- Petunjuk Kerja 1
Tentukan apakah setiap pernyataan berikut sesuai dengan kutipan tentang Masjid Kobe. Jawab ya atau tidak, lalu kutip kata-kata penentunya persis dari kutipan.
(a) Masjid Kobe dibuka secara resmi pada hari Jumat.
(b) Gerbang masjid dibuka dengan sebuah kunci emas.
(c) Azan pertama dikumandangkan oleh P.M. Master.
- Petunjuk Kerja 2
Jawablah pertanyaan berikut berdasarkan kutipan tentang Masjid Kobe.
(a) Pada tanggal berapa Masjid Kobe dibuka secara resmi?
(b) Siapa yang menyampaikan pidato singkat sebelum gerbang masjid dibuka?
(c) Siapa imam pertama Masjid Kobe?

- Kutipan
Pada hari Jumat, tanggal 2 Agustus 1935, Masjid Kobe dibuka secara resmi oleh Pak Ferozuddin, dengan disaksikan oleh umat Muslim Jepang yang berasal dari berbagai bangsa, mulai dari India, Rusia, Manchuria, China, Turkistan, Jawa, Jepang, Mesir hingga Afghanistan. Setelah pidato singkat oleh P.M. Master, Pak Ferozuddin membuka gerbang masjid dengan sebuah kunci perak. Kemudian Pak Ferozuddin mendaki menara dan mengumandangkan azan pertama untuk memanggil umat Muslim melakukan shalat Jumat. Shalat Jumat berjamaah pertama yang bersejarah itu dipimpin oleh imam Masjid Kobe yang pertama, yaitu Imam Mohamed Shamguni.

- Daftar Data

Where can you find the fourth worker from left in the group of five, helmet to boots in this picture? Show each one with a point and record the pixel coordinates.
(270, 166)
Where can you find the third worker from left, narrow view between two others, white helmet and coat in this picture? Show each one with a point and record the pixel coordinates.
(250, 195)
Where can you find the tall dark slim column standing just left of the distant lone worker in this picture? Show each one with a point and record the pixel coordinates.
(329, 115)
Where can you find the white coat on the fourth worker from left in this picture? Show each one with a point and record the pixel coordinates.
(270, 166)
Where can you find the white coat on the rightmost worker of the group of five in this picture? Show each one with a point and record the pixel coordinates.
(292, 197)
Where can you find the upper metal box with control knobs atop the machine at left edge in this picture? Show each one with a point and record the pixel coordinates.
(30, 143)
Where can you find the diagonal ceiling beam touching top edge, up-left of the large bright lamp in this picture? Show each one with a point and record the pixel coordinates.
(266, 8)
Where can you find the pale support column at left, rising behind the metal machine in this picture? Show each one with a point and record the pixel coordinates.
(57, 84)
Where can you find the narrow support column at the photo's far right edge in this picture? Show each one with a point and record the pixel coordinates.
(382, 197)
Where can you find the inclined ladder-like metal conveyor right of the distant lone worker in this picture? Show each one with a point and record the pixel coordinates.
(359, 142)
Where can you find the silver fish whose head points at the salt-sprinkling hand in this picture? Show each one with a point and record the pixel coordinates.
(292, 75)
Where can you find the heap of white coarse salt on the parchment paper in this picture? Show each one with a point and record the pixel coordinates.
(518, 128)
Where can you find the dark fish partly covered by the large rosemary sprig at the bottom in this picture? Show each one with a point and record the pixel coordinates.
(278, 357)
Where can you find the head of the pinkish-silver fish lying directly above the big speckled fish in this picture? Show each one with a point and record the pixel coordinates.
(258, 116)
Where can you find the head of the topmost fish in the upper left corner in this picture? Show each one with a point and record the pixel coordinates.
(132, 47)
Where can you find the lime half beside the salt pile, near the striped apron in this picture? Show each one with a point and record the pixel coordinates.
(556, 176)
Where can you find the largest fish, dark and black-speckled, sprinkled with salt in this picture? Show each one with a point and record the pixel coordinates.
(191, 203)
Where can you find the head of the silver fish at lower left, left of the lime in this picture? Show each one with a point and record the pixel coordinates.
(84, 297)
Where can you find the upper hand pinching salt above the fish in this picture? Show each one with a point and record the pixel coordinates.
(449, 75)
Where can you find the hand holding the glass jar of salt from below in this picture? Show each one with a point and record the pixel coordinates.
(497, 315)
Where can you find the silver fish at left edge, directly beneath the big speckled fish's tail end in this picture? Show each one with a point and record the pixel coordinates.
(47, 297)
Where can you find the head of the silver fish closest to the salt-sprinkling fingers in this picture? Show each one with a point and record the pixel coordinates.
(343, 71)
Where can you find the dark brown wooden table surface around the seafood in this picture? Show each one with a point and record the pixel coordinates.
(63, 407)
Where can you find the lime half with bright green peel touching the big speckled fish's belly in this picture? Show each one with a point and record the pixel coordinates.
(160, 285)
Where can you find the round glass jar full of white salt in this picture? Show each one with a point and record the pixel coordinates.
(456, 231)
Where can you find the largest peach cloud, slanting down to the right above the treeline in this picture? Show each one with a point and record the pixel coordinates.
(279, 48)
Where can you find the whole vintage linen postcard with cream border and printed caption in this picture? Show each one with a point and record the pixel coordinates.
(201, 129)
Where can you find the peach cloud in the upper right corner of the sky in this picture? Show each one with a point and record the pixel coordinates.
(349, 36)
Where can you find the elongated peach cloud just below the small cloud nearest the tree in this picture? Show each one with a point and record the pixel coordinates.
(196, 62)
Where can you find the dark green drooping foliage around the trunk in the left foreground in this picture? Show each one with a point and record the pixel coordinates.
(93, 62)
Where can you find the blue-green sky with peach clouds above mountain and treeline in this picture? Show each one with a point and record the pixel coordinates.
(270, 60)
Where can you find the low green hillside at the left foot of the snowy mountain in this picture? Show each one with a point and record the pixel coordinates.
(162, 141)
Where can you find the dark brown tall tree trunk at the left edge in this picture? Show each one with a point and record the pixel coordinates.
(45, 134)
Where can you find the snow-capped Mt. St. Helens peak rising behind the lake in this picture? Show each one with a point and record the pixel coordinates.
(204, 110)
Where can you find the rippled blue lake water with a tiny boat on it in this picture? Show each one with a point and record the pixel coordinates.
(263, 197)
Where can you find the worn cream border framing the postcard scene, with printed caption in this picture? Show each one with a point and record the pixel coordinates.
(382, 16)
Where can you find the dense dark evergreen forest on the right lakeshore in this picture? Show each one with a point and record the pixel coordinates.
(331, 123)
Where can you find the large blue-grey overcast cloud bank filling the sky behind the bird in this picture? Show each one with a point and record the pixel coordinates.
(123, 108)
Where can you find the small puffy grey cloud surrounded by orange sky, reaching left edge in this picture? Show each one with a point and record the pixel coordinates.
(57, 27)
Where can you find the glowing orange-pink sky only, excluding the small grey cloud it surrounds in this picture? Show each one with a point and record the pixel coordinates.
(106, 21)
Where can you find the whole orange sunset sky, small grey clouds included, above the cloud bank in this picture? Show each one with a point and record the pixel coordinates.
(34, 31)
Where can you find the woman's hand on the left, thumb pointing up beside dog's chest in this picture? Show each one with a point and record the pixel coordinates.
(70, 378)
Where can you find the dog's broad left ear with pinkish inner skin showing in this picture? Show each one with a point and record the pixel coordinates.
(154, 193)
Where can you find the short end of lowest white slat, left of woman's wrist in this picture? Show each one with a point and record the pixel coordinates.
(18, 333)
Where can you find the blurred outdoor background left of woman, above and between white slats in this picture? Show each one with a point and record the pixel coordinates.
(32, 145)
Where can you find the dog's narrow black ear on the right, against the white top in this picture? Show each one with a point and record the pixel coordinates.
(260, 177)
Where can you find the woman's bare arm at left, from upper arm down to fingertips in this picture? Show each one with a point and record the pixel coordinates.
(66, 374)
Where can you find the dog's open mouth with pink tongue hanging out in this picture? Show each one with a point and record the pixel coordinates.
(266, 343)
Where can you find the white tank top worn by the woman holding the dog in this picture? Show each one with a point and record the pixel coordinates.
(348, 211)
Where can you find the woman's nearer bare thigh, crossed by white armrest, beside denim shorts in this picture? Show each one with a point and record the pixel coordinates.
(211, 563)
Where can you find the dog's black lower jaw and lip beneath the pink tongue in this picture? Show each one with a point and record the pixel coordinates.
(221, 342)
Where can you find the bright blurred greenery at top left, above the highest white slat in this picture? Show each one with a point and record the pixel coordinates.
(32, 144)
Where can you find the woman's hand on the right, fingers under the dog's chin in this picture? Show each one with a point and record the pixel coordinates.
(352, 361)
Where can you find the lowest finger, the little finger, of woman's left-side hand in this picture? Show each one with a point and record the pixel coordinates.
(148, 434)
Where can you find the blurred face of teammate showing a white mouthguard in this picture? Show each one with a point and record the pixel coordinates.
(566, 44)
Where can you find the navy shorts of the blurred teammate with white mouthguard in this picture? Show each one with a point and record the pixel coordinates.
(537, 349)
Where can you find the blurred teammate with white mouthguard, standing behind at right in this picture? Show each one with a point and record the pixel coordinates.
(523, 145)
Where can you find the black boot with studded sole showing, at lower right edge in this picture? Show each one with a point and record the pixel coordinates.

- Jawaban Latihan 1
(a) Ya: "Pada hari Jumat, tanggal 2 Agustus 1935, Masjid Kobe dibuka secara resmi"
(b) Tidak: "membuka gerbang masjid dengan sebuah kunci perak"
(c) Tidak: "Kemudian Pak Ferozuddin mendaki menara dan mengumandangkan azan pertama"

- Jawaban Latihan 2
(a) 2 Agustus 1935
(b) P.M. Master
(c) Imam Mohamed Shamguni